What to do
Filter the listing below for "color" and report every line that has it.

Task input
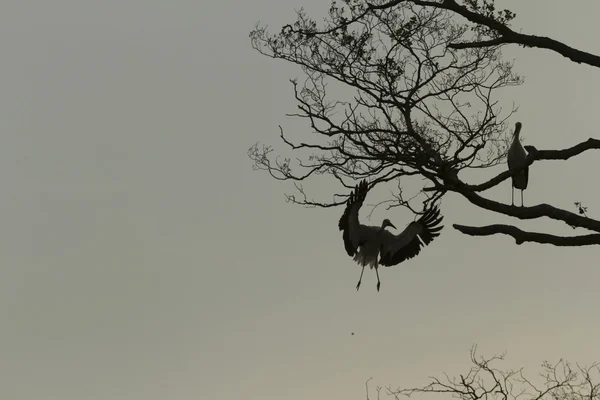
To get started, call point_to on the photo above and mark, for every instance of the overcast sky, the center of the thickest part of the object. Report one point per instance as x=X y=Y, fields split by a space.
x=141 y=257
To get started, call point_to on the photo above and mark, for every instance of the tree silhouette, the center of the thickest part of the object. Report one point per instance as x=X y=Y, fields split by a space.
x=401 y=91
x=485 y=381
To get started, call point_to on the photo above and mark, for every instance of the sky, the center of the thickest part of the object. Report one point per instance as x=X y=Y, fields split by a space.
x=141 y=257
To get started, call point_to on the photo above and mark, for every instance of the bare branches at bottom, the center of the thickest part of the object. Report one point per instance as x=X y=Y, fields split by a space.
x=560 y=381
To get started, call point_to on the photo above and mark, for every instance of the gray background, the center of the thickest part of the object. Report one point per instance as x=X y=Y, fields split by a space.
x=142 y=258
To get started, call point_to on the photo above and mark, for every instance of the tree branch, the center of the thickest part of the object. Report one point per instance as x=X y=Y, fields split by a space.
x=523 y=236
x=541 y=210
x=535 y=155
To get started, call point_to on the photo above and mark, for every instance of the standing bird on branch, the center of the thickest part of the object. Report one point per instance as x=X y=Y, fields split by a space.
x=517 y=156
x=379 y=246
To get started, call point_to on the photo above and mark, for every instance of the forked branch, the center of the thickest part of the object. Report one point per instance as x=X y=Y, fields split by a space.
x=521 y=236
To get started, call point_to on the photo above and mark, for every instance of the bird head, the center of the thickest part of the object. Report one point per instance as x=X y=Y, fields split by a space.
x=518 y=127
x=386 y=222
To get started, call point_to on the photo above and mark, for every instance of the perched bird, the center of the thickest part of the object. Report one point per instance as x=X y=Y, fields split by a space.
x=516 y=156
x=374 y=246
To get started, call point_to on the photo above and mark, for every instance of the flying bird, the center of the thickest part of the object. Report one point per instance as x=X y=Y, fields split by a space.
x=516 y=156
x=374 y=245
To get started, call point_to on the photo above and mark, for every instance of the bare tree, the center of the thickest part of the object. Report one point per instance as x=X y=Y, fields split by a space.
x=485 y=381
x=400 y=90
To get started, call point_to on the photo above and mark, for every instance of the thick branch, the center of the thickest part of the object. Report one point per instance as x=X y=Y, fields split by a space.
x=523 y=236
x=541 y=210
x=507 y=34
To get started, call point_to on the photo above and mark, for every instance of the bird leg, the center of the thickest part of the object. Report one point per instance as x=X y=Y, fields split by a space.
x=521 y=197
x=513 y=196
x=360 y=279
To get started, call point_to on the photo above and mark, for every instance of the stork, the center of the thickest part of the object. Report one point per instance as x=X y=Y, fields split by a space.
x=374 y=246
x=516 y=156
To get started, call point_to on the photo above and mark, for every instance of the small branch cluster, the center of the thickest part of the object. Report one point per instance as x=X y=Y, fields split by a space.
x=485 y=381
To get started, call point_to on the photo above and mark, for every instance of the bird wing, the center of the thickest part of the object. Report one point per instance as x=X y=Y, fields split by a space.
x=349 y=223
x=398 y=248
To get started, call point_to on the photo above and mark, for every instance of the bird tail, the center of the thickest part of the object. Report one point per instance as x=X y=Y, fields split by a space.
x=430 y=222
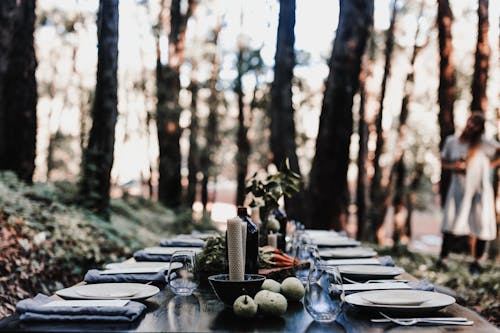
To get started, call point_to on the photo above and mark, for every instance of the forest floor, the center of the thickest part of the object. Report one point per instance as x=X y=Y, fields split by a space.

--

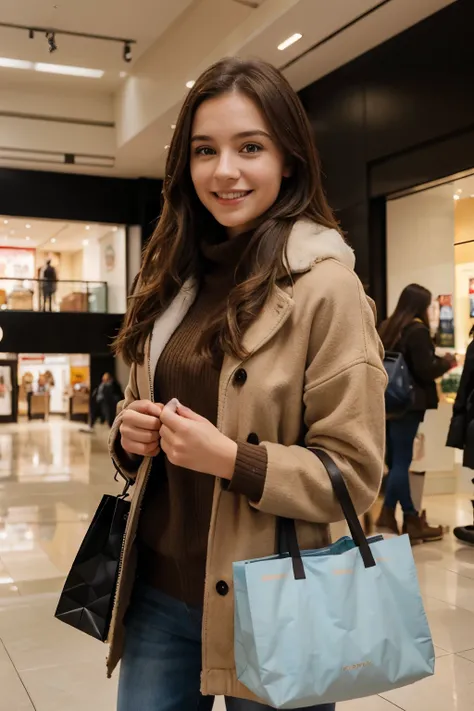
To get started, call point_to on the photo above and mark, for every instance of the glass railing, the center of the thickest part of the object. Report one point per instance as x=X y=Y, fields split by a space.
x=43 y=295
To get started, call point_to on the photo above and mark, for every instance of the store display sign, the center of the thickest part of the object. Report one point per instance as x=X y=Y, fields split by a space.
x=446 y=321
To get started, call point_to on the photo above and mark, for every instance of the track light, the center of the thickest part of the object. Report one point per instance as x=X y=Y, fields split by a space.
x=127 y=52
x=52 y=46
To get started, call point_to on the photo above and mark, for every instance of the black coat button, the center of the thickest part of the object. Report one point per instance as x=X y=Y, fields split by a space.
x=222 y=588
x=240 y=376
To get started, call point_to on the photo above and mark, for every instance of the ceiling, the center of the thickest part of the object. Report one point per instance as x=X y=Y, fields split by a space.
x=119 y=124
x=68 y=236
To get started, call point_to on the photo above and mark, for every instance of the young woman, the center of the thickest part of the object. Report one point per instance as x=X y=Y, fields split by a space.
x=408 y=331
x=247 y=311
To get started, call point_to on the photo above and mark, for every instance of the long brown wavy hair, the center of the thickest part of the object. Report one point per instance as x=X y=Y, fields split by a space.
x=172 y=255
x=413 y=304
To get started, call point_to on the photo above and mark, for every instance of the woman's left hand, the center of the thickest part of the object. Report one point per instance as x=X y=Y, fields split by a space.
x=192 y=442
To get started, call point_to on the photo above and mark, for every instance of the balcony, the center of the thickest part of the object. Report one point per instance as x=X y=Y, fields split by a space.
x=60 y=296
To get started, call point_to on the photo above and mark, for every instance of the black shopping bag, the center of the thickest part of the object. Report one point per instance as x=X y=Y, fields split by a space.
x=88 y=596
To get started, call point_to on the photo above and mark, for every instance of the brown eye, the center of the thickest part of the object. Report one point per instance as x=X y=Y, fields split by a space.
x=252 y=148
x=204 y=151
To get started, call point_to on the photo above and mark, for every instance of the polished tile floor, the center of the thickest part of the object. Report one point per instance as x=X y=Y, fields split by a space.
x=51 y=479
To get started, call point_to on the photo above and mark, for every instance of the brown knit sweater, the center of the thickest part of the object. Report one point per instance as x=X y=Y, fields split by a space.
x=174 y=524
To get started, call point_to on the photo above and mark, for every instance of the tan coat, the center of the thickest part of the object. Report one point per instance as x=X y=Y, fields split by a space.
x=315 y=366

==

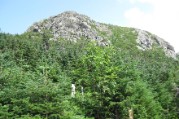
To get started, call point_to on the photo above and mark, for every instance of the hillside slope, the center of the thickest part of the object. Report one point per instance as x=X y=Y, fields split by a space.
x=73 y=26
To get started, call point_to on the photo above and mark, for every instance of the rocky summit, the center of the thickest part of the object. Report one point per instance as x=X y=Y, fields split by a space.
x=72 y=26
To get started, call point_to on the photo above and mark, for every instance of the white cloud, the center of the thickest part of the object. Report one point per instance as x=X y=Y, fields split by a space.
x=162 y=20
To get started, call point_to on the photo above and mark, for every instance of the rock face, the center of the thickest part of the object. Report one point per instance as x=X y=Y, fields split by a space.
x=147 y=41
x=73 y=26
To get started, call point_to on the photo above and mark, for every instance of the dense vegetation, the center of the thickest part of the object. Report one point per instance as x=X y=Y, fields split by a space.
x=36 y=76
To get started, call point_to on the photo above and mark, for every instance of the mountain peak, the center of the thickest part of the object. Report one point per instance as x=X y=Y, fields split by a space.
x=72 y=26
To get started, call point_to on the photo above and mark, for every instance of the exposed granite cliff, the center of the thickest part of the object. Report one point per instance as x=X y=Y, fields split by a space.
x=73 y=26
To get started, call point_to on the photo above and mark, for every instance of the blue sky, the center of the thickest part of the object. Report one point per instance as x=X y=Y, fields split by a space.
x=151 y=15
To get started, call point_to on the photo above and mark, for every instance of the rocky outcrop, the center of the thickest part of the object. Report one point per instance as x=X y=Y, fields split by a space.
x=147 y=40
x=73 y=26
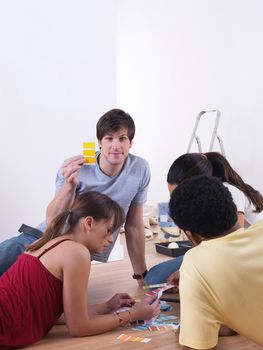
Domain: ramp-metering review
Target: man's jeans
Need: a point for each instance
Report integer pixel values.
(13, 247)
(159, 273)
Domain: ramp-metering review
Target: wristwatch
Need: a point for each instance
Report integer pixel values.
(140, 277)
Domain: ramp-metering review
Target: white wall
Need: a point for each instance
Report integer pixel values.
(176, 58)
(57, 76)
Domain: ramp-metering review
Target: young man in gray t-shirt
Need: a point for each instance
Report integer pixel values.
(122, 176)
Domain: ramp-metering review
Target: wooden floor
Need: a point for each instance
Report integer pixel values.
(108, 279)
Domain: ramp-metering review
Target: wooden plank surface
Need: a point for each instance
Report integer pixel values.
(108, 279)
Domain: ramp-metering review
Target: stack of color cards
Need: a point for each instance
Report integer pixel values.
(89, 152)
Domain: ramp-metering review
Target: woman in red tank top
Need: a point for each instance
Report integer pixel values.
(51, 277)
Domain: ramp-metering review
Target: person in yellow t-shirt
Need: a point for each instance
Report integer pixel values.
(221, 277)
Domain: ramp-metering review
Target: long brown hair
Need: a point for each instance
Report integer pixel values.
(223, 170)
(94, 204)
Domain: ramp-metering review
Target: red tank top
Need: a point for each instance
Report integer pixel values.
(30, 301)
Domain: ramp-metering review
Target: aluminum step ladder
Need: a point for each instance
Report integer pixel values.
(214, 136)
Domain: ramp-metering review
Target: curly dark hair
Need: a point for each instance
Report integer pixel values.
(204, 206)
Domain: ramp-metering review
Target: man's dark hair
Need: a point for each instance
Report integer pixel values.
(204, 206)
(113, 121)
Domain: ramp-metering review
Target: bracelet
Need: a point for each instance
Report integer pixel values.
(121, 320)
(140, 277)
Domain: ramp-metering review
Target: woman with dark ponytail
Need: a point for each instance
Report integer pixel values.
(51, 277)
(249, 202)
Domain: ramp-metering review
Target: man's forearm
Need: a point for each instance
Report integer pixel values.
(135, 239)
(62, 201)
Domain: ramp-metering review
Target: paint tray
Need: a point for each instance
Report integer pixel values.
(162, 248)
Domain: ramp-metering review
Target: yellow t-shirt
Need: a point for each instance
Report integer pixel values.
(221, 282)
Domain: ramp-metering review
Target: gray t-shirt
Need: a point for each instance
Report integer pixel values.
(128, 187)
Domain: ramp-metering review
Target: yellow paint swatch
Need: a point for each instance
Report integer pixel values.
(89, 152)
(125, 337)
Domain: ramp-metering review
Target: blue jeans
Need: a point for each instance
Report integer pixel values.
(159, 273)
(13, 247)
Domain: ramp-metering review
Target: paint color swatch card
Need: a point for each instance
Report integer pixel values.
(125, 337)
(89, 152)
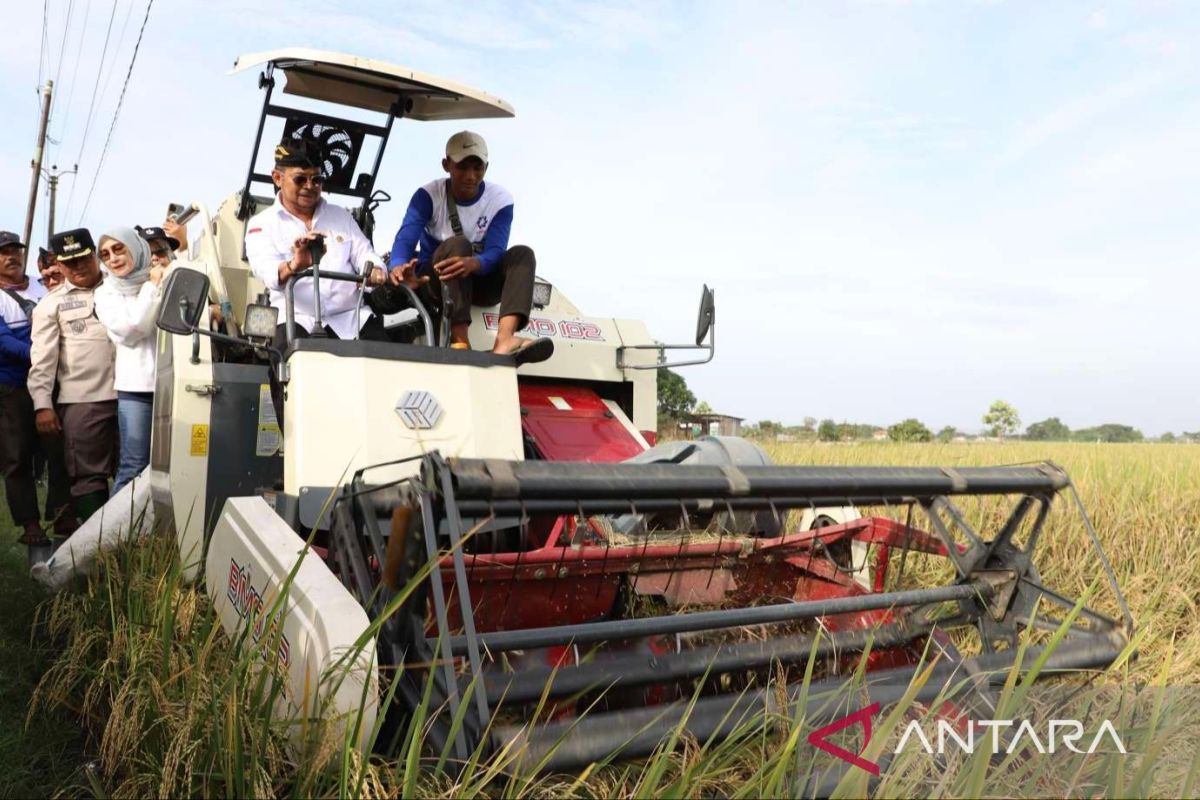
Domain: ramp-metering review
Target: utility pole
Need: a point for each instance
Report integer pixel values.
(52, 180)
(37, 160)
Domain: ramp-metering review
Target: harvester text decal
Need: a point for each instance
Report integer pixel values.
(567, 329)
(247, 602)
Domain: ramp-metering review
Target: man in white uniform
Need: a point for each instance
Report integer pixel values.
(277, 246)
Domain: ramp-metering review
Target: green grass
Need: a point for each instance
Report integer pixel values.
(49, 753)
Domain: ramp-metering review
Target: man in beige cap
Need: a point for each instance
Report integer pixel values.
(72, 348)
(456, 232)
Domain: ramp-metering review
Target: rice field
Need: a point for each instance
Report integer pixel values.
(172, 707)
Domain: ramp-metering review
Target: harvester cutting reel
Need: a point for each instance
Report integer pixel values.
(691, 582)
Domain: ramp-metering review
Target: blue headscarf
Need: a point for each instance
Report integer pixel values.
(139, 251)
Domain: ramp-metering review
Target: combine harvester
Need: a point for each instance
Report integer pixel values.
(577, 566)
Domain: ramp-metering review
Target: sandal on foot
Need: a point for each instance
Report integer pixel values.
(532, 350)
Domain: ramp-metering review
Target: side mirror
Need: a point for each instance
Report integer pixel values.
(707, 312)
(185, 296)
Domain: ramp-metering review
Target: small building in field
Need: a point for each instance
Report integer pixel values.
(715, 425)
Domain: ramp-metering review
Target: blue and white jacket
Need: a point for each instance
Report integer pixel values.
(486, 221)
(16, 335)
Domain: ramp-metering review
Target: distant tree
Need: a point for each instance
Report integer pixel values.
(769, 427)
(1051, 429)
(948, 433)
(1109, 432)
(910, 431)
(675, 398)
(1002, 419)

Solution for this exercise
Target: stack of color cards
Target: paint color swatch card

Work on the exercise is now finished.